**Passage provided**

============================================================

- Other names: Primary cutaneous anaplastic large cell lymphoma.
- Specialty: Dermatology

= Primary cutaneous CD30 positive anaplastic large cell lymphoma =

Primary cutaneous anaplastic large cell lymphoma belongs to the group of cutaneous processes that are CD30+ lymphoproliferative and are characterized by autoregressive, recurrent, single or multifocal ulcerating nodules. Single or localized nodules, papules, or plaques are present in the majority of patients. However, a patient may have more than one lesion in up to 20% of cases.

For patients with localized lesions, the recommended courses of treatment include radiation therapy, lesion removal, and/or low-dose methotrexate. Systemic polychemotherapy is indicated for the treatment of diseases that progress quickly or that are extracutaneous.

== Signs and symptoms ==
Primary cutaneous anaplastic large cell lymphoma typically manifests as multifocal, solitary, or grouped nodules on the upper limbs that last for three to four weeks.

== Causes ==
The cause is complex and multifaceted. Only a small proportion of patients have CD30+ cells in normal lymphoid tissue. These are the cells that are thought to be the precursors of systemic anaplastic large cell lymphoma. It is believed that CD30's interaction with its ligand, CD30L, mediates the disease's proliferative and anti-proliferative phases. The chemokine receptors CCR8 and CCR10, which are implicated in skin localization, are also assumed to mediate cutaneous presentation through their expression. Another theory is that Langerhans cell-mediated antigen presentation chronically activates T cells, leading to cutaneous T cell lymphomas.

== Diagnosis ==
Primary cutaneous anaplastic large cell lymphoma is characterized histologically by large, irregular polygonal cells distributed in sheets throughout the dermis and occasionally the subcutis.

== Treatment ==
Complete surgical resection and/or radiation therapy are used to treat primary cutaneous anaplastic large cell lymphoma as a single lesion; the majority of patients experience total remission. While radiation of the primary lesion and the surrounding lymph nodes has been advised for patients whose local lymph nodes are involved, adding radiation to surgical excision does not seem to improve localized disease.

============================================================

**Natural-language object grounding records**

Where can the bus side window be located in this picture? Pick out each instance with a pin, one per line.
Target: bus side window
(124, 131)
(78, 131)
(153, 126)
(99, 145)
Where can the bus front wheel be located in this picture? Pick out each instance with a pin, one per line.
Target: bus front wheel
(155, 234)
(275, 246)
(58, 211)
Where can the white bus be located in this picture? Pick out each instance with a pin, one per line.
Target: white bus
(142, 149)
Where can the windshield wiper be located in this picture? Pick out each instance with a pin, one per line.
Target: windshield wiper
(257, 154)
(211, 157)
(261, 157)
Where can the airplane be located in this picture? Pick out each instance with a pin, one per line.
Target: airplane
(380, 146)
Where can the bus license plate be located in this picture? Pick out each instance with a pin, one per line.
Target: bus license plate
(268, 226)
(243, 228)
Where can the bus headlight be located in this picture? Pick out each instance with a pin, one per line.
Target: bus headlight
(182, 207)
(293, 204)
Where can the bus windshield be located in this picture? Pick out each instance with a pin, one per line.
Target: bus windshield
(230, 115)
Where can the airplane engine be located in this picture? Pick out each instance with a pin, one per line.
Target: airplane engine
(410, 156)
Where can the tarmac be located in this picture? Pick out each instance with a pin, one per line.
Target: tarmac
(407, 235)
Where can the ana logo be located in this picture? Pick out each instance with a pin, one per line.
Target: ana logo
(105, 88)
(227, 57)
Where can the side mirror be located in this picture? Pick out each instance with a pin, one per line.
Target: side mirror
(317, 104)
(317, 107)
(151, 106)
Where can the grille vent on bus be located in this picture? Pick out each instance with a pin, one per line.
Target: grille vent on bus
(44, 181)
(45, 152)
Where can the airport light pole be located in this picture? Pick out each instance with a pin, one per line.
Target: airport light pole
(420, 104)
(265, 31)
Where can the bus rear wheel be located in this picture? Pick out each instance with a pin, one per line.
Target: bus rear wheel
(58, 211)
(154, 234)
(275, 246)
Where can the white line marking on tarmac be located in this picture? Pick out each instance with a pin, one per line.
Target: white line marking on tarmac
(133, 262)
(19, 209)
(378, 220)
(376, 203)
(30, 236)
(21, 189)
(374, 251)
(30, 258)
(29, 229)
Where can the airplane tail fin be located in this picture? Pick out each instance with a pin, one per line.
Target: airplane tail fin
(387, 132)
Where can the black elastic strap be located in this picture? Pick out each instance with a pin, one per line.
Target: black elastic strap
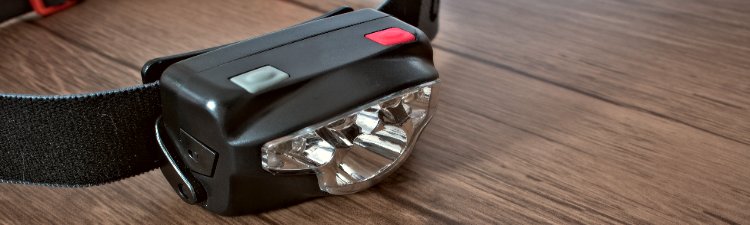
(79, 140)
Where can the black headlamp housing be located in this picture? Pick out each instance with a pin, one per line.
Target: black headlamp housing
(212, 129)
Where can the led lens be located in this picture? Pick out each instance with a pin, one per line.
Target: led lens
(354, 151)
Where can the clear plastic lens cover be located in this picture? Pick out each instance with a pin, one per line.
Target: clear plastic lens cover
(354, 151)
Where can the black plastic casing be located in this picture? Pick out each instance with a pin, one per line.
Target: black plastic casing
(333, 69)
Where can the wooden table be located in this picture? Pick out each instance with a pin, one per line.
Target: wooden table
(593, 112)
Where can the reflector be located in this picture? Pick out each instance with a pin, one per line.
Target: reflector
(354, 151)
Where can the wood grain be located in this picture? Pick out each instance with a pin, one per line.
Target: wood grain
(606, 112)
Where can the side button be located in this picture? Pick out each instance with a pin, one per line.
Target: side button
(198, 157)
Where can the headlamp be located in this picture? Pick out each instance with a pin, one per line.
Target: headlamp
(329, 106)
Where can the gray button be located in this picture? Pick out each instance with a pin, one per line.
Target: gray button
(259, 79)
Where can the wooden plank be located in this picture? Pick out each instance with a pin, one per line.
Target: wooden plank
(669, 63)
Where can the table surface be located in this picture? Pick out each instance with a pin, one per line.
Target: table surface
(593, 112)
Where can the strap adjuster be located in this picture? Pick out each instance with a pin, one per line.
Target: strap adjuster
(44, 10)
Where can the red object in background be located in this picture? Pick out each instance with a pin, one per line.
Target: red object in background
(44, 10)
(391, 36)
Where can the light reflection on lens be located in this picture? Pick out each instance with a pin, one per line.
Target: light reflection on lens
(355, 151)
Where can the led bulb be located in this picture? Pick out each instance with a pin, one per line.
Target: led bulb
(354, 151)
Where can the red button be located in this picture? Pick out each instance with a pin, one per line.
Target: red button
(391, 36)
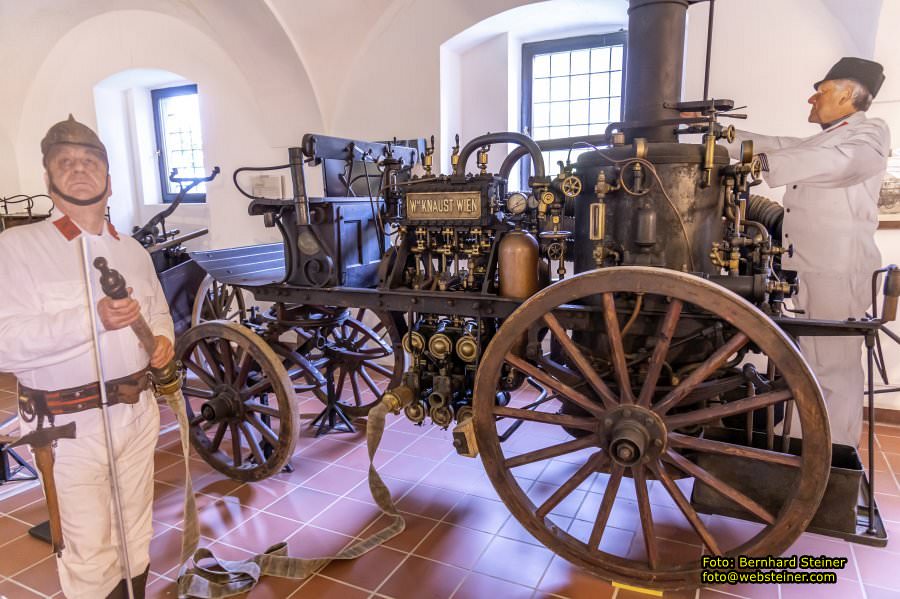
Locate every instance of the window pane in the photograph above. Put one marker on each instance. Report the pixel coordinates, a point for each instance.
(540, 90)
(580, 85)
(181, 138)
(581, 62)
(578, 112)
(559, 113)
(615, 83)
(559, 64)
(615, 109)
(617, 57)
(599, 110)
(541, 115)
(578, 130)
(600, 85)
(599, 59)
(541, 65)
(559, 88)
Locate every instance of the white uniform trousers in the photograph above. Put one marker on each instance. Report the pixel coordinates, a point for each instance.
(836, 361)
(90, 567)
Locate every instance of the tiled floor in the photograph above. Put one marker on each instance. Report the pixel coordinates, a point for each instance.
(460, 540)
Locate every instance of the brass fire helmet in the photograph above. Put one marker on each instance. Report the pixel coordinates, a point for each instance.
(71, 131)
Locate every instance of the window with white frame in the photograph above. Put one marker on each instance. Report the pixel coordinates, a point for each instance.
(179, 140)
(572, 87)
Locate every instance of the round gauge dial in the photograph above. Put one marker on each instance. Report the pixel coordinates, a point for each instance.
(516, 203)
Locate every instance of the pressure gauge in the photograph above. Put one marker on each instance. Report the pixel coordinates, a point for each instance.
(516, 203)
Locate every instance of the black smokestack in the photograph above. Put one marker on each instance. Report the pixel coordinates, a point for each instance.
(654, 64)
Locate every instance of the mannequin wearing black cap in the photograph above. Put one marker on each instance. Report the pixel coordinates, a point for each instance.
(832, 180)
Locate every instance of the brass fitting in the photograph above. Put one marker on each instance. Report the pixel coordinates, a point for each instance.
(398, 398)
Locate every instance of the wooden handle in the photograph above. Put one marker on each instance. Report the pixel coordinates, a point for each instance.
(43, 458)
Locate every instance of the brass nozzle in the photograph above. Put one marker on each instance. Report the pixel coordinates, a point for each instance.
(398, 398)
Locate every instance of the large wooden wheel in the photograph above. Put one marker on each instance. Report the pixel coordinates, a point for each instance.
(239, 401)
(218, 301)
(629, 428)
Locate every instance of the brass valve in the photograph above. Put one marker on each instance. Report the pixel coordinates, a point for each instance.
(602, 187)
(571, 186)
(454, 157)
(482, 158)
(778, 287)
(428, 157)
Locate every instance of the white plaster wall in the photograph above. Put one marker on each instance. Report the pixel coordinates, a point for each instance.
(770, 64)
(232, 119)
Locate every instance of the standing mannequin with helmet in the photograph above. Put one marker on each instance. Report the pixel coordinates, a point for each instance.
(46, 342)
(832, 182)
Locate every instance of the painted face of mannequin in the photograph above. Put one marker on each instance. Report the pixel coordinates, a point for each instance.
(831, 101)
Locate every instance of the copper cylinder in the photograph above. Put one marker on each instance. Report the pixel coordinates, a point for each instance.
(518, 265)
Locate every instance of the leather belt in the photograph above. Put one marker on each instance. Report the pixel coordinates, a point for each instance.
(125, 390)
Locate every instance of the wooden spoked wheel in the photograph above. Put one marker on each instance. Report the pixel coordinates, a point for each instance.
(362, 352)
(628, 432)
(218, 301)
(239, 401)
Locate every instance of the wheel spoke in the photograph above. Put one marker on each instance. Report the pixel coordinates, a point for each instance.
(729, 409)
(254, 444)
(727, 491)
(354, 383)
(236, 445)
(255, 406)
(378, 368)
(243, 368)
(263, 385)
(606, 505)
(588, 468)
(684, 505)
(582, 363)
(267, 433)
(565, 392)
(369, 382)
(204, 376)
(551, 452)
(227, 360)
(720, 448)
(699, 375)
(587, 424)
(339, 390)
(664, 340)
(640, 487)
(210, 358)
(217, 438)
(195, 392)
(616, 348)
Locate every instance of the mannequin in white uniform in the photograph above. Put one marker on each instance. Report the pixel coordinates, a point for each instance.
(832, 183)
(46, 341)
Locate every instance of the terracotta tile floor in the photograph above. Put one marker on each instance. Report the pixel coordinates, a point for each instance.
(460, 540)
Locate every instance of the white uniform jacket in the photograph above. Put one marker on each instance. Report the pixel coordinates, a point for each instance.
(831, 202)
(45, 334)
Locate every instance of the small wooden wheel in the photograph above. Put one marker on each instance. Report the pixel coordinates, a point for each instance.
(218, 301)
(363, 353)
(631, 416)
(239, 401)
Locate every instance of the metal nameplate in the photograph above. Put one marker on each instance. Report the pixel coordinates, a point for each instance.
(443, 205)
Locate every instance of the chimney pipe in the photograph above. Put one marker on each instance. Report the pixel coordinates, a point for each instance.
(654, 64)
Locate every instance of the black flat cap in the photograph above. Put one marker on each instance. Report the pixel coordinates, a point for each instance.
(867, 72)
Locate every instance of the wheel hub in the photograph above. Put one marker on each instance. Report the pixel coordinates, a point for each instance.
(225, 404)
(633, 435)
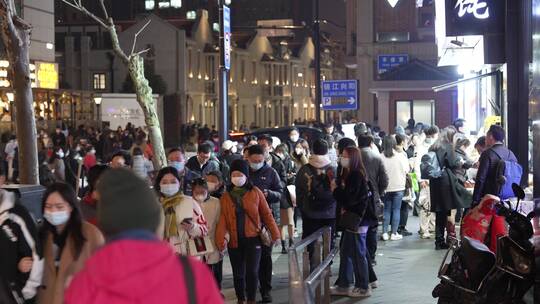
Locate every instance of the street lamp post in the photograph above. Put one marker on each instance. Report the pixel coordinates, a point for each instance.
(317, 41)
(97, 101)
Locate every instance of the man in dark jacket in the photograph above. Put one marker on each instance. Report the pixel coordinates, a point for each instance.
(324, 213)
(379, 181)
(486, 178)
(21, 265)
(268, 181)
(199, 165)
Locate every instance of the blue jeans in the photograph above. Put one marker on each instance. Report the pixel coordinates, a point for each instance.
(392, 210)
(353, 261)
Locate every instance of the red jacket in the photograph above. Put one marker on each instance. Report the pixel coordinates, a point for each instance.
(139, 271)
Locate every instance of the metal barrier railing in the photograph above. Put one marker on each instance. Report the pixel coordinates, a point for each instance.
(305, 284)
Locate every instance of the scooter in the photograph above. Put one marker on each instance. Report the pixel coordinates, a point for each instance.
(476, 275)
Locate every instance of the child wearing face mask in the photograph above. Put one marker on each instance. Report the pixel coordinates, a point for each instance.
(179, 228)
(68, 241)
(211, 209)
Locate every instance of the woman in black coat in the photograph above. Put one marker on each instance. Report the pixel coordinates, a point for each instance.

============================================================

**Prompt 1**
Answer these questions using the lymphoma article:
(a) In up to what percentage of cases may a patient have more than one lesion?
(b) Which two chemokine receptors are assumed to mediate cutaneous presentation?
(c) On what part of the body do the nodules typically appear?
**Prompt 2**
From the lymphoma article, write out the passage from "- Specialty: Dermatology" to "that are extracutaneous.".
**Prompt 3**
Translate this sentence from the lymphoma article into Spanish: "Primary cutaneous anaplastic large cell lymphoma is characterized histologically by large, irregular polygonal cells distributed in sheets throughout the dermis and occasionally the subcutis."

**Solution 1**
(a) Up to 20%.
(b) CCR8 and CCR10.
(c) The upper limbs.

**Solution 2**
- Specialty: Dermatology

= Primary cutaneous CD30 positive anaplastic large cell lymphoma =

Primary cutaneous anaplastic large cell lymphoma belongs to the group of cutaneous processes that are CD30+ lymphoproliferative and are characterized by autoregressive, recurrent, single or multifocal ulcerating nodules. Single or localized nodules, papules, or plaques are present in the majority of patients. However, a patient may have more than one lesion in up to 20% of cases.

For patients with localized lesions, the recommended courses of treatment include radiation therapy, lesion removal, and/or low-dose methotrexate. Systemic polychemotherapy is indicated for the treatment of diseases that progress quickly or that are extracutaneous.

**Solution 3**
El linfoma anaplásico de células grandes cutáneo primario se caracteriza histológicamente por células poligonales grandes e irregulares distribuidas en láminas por toda la dermis y, ocasionalmente, el subcutis.